►

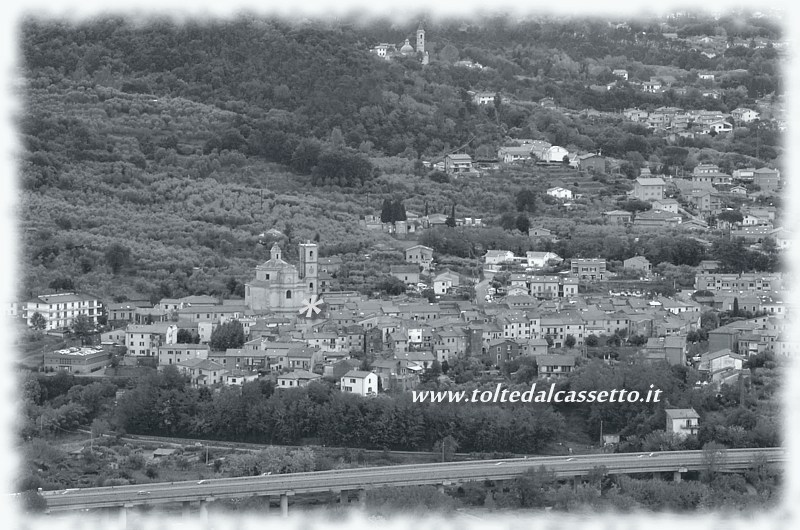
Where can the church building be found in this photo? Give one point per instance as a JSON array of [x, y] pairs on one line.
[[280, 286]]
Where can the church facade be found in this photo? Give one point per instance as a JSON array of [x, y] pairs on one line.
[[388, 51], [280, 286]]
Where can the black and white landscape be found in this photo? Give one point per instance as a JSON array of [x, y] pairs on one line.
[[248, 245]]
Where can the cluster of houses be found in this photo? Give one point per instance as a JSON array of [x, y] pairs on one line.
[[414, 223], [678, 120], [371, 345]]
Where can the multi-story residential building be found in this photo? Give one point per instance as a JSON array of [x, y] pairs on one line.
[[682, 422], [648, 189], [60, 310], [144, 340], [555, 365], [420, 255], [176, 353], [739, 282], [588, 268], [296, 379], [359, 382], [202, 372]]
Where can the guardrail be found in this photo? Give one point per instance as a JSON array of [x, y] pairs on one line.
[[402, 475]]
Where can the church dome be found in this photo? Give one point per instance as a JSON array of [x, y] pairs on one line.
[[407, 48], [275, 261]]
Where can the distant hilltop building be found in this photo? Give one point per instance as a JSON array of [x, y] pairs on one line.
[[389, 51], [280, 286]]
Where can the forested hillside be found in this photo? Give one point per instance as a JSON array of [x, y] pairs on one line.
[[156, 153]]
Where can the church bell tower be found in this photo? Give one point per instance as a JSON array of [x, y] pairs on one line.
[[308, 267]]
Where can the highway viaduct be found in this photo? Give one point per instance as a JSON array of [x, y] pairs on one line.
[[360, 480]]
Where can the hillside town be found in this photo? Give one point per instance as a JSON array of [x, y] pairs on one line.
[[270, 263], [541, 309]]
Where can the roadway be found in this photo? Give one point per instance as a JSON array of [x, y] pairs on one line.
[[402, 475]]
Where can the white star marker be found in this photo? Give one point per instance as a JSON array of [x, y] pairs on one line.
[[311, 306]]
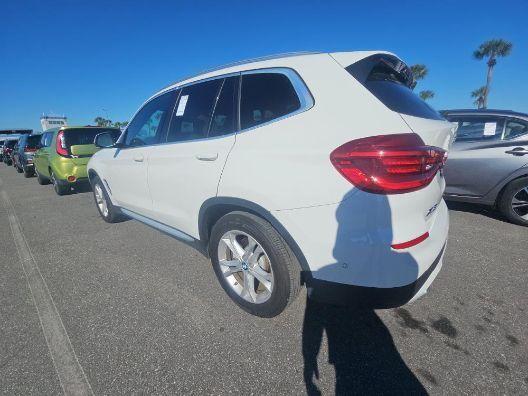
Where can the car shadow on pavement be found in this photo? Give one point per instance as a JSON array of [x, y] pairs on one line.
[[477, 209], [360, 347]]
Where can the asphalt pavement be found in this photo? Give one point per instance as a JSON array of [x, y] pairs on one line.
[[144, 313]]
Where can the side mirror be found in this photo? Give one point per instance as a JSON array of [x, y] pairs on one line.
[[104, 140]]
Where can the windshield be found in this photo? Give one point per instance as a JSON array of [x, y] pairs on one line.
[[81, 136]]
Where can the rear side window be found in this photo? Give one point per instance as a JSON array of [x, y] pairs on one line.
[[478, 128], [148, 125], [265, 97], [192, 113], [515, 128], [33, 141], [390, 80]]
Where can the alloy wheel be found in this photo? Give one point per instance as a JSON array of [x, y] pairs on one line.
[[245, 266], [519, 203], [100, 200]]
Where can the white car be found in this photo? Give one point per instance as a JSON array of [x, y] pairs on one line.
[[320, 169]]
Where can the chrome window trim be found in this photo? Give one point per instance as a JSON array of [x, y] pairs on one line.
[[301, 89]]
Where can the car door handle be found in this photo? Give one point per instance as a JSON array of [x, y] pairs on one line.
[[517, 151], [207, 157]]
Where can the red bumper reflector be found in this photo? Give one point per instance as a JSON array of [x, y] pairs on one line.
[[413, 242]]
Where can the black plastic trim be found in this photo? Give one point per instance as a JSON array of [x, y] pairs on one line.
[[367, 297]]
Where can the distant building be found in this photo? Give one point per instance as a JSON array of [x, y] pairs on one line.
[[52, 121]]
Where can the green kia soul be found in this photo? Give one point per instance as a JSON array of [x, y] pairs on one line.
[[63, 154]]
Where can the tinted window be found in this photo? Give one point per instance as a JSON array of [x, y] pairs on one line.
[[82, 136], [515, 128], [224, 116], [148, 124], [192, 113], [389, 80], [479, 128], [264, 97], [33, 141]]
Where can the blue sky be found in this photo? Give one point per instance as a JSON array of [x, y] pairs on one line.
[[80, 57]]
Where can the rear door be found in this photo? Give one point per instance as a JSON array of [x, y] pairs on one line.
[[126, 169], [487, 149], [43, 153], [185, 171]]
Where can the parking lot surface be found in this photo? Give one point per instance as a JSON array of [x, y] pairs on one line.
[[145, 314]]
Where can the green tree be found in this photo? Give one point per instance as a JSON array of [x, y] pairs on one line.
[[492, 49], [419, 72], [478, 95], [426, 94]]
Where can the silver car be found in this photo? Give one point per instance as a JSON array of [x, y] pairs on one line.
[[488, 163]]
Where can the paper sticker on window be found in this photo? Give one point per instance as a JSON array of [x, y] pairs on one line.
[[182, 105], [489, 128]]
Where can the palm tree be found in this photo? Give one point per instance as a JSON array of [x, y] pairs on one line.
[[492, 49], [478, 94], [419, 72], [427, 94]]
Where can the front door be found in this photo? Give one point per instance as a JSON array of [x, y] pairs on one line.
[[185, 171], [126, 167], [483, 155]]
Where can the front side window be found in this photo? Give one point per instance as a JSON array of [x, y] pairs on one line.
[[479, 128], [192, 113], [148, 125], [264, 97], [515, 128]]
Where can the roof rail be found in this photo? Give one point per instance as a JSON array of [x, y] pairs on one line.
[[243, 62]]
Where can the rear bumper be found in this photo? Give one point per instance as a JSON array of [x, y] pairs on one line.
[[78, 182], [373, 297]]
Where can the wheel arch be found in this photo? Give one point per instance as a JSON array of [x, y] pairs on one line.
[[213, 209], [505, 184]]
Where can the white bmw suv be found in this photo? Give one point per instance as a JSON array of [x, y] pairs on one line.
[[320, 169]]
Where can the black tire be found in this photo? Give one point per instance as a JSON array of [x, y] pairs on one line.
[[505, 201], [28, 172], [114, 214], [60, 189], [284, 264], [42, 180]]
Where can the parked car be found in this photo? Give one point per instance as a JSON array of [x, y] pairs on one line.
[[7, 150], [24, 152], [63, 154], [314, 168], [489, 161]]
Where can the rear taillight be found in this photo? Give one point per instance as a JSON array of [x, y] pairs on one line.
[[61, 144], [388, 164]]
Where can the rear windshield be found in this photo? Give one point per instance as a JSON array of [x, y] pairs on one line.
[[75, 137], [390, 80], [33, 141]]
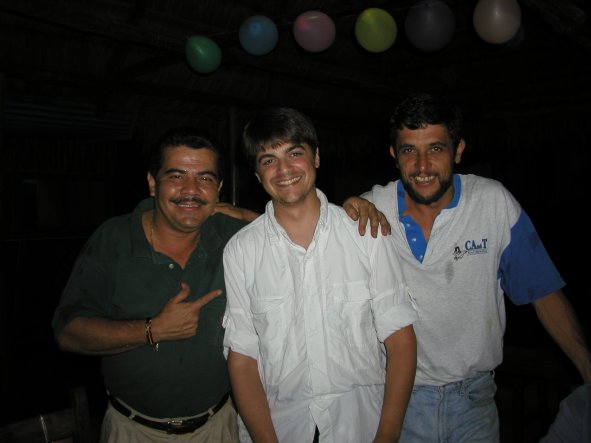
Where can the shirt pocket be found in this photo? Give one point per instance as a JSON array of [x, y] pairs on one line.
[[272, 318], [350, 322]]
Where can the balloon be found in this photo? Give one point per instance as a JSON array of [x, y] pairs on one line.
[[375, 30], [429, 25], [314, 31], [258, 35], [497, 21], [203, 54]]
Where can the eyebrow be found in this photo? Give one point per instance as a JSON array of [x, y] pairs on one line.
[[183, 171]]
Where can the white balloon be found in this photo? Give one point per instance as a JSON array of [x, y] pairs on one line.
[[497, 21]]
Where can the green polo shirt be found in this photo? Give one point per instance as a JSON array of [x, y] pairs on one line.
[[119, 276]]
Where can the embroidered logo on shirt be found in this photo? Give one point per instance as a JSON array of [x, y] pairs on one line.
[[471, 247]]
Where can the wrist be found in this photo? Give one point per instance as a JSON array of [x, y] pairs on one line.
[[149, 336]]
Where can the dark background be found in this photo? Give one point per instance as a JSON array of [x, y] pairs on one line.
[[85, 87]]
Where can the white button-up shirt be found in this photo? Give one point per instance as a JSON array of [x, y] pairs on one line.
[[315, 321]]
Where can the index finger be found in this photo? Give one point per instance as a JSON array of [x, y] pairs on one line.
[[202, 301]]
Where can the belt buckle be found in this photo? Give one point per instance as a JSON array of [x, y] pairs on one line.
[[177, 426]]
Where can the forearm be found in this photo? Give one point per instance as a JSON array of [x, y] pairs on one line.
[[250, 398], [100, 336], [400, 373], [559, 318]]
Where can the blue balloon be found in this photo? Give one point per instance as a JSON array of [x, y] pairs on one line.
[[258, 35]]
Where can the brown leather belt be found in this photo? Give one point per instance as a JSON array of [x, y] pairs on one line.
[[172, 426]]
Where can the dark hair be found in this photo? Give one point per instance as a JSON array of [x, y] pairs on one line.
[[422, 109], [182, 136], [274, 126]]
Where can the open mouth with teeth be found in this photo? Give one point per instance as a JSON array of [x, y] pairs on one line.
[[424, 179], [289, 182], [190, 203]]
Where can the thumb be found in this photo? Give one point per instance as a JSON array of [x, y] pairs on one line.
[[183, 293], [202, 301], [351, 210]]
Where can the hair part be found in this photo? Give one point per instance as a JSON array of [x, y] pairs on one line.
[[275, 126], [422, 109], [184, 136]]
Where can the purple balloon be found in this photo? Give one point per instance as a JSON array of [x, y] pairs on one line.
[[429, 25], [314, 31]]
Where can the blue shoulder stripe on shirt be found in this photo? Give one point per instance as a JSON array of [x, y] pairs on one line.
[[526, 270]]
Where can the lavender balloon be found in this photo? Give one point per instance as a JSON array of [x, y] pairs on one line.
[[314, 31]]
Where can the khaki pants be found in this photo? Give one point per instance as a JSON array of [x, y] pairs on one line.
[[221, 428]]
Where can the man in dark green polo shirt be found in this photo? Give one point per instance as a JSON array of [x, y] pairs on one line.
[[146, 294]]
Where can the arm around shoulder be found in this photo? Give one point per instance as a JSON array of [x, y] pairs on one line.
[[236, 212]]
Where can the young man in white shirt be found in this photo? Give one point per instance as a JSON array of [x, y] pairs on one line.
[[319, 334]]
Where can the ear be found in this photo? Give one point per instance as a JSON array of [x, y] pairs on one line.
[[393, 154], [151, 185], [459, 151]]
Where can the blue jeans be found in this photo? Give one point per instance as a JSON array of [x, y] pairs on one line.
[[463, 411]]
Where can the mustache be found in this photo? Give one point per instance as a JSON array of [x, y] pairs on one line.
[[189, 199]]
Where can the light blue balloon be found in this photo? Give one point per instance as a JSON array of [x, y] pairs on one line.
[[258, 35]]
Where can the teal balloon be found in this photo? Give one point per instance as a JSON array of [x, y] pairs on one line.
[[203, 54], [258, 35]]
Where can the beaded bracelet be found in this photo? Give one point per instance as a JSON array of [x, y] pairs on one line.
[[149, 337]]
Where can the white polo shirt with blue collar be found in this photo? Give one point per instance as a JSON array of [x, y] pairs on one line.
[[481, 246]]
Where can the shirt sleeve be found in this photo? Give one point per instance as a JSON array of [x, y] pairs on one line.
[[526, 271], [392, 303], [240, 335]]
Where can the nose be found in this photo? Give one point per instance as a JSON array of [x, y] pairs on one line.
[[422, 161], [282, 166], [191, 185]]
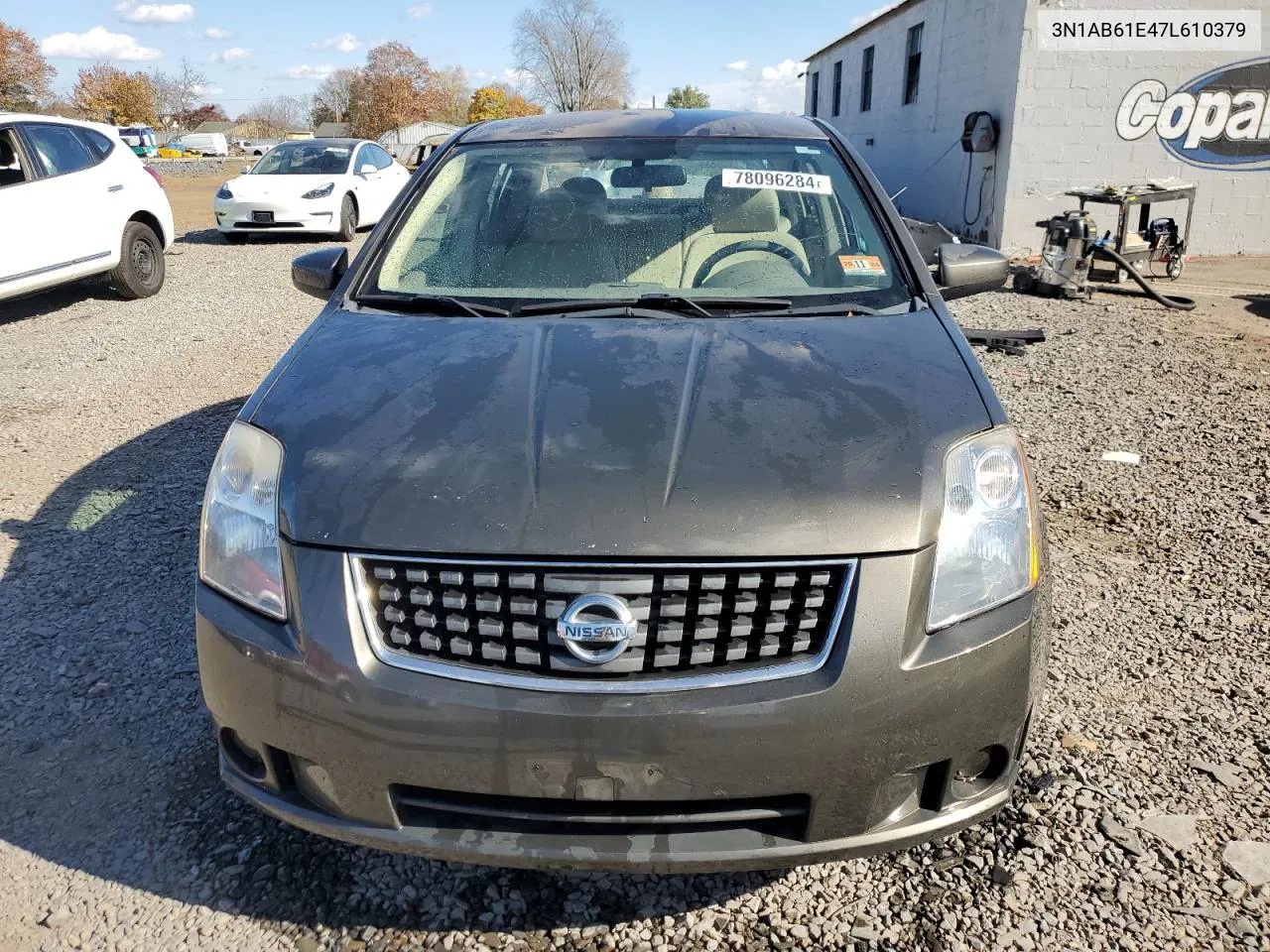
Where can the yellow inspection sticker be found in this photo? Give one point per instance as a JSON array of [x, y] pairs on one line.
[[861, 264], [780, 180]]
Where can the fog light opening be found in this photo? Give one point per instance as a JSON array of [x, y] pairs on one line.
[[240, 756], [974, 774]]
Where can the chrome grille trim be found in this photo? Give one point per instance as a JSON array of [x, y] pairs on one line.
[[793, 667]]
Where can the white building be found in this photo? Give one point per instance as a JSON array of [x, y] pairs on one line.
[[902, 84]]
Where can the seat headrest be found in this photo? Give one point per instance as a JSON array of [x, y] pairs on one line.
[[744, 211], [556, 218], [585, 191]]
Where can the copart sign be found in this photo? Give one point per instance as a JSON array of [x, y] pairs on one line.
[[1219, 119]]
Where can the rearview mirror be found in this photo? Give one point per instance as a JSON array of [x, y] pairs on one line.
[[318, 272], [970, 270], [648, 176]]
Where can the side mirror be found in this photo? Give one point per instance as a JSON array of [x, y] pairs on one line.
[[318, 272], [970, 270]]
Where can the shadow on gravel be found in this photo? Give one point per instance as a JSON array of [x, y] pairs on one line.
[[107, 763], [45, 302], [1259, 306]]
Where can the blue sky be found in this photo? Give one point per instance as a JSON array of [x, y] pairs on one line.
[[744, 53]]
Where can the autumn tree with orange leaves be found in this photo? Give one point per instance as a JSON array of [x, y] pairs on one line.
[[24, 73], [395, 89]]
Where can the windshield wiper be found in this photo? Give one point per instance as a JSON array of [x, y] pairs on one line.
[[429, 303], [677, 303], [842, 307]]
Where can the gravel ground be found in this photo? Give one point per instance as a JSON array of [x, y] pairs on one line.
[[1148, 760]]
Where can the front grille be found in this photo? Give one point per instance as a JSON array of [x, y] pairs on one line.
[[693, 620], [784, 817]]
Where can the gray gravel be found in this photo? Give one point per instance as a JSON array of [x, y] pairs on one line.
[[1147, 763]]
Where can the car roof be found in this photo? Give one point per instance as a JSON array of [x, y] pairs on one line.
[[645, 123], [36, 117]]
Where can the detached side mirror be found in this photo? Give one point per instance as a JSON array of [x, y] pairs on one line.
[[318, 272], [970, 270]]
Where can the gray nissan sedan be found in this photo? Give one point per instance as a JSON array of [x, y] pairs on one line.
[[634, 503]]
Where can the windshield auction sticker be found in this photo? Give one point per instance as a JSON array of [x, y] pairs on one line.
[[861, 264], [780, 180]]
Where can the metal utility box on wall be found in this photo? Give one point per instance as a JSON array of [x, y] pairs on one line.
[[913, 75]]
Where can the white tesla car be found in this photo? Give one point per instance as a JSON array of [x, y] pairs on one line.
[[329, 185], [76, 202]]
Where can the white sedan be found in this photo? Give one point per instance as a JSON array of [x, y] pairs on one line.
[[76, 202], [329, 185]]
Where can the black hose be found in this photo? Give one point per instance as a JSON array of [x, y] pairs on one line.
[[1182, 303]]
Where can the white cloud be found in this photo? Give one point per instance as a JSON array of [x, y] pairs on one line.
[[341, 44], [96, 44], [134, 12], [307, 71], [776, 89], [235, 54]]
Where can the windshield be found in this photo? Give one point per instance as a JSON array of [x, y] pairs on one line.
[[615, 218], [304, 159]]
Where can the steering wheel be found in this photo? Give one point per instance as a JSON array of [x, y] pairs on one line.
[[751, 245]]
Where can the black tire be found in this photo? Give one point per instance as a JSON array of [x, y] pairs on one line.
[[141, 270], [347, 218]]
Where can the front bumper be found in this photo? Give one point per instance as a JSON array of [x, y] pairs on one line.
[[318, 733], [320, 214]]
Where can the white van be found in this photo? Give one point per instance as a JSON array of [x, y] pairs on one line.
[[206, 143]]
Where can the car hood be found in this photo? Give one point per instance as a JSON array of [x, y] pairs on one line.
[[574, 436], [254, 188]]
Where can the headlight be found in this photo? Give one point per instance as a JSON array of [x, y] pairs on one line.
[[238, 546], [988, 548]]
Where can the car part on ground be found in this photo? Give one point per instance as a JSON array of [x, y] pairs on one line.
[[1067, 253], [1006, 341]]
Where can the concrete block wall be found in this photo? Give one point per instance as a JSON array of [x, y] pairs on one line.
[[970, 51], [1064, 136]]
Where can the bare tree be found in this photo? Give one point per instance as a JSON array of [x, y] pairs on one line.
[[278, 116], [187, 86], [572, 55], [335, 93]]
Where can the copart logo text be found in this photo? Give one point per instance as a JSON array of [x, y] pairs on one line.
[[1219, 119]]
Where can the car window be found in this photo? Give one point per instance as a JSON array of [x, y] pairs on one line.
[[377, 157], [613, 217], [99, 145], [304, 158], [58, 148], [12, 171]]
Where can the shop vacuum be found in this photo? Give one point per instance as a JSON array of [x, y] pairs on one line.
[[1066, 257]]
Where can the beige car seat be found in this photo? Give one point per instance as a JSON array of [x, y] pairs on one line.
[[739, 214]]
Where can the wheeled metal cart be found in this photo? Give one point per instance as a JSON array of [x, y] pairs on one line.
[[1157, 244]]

◄

What the task requires → Put the lines above, from the very start through the line containing "[[248, 245]]", into a numbered list, dropping any blank lines. Leave the pictures out.

Response to the task →
1. Where can the church building be found in this photo? Give one point per instance as a JSON array of [x, y] pairs on one line.
2. [[280, 286]]
3. Where can the church facade be found in this photo? Give one point per instance as a JSON array of [x, y] pairs on one line.
4. [[388, 51], [280, 286]]
5. Where can the black and white landscape be found in this photo? Give one point per instance as a JSON array of [x, y] pairs on one line.
6. [[248, 245]]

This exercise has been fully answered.